Short problem: Collect every line of the records below that contains the word "cloud". Case counts.

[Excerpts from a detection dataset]
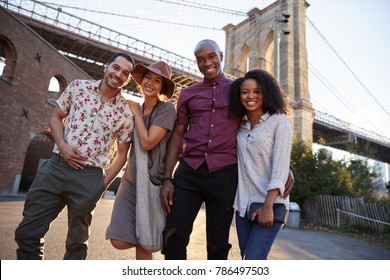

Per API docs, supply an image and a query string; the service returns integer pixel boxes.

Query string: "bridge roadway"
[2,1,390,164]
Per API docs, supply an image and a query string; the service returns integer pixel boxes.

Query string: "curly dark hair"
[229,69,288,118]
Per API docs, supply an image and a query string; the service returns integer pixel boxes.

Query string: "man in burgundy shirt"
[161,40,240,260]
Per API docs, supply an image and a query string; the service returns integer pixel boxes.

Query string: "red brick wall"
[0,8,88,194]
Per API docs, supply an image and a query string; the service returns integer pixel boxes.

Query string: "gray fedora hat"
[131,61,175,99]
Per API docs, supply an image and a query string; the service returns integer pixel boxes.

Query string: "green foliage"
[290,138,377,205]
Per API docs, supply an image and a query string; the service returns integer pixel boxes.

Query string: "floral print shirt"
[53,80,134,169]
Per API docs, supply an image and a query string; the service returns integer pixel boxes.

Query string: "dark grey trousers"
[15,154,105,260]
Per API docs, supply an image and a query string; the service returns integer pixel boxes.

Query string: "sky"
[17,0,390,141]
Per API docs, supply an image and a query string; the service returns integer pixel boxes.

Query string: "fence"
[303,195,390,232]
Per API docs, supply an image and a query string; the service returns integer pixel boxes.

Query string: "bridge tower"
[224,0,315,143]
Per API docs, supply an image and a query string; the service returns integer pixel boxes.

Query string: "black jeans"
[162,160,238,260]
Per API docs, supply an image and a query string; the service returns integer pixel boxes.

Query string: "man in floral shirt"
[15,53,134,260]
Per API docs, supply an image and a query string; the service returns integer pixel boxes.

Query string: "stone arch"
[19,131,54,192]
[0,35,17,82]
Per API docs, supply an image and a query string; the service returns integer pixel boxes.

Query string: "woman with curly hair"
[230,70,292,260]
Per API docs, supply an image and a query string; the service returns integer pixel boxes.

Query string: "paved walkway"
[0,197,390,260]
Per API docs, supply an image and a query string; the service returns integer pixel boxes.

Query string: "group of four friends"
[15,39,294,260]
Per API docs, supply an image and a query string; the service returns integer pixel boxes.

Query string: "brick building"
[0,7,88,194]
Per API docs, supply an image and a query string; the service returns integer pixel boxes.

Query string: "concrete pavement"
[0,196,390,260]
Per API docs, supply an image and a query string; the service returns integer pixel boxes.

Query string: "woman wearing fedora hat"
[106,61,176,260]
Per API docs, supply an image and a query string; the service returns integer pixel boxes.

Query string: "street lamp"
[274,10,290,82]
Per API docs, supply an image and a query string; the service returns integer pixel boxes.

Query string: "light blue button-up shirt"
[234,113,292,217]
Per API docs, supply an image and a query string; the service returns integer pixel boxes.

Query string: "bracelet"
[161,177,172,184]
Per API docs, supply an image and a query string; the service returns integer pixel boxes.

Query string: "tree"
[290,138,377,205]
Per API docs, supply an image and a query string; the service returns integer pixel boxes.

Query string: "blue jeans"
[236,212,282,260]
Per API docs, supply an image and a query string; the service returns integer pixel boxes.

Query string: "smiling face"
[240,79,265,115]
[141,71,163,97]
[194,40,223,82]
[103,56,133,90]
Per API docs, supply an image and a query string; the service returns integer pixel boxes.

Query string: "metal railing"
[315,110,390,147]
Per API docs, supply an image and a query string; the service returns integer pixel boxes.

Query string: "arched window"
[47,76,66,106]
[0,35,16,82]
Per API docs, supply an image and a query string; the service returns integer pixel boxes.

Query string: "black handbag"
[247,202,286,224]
...
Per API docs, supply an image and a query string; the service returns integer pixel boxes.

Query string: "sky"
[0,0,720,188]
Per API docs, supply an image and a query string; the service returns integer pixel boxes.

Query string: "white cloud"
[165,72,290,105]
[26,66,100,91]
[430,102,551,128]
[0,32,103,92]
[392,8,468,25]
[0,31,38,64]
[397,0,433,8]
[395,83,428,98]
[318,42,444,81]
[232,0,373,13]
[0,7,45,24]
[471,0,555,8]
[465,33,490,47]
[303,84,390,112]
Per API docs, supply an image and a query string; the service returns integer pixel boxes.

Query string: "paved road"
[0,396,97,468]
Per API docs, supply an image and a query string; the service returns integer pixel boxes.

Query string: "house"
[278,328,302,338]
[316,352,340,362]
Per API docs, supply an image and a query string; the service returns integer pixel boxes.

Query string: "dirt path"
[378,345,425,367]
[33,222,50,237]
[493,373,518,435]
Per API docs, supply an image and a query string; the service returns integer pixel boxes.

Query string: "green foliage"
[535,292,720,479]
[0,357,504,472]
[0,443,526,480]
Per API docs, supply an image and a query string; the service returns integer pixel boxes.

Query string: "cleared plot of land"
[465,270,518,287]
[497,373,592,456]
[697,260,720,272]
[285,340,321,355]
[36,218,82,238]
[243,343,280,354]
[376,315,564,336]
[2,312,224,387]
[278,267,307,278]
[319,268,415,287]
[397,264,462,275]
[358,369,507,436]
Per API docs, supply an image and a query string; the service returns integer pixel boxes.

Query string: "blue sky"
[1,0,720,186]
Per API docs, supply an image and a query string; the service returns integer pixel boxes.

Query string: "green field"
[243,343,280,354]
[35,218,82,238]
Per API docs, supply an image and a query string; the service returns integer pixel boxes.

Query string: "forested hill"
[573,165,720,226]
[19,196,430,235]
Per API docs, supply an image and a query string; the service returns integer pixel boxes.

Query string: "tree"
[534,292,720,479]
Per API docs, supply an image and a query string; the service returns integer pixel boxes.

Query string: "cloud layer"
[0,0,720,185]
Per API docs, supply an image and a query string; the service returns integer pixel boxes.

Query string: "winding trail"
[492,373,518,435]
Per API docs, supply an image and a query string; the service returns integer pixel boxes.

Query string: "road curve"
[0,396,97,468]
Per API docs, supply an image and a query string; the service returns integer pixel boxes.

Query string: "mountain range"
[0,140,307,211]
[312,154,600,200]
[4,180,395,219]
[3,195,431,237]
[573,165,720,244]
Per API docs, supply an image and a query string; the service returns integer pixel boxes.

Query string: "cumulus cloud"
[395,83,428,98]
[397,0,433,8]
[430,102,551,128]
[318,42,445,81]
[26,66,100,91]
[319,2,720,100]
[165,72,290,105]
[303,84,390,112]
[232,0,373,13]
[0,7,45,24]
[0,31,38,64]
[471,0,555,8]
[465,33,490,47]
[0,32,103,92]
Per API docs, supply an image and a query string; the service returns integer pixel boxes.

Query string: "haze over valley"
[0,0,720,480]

Exercise response:
Query string: "white cloud"
Query string: "cloud layer"
Query string: "cumulus cloud"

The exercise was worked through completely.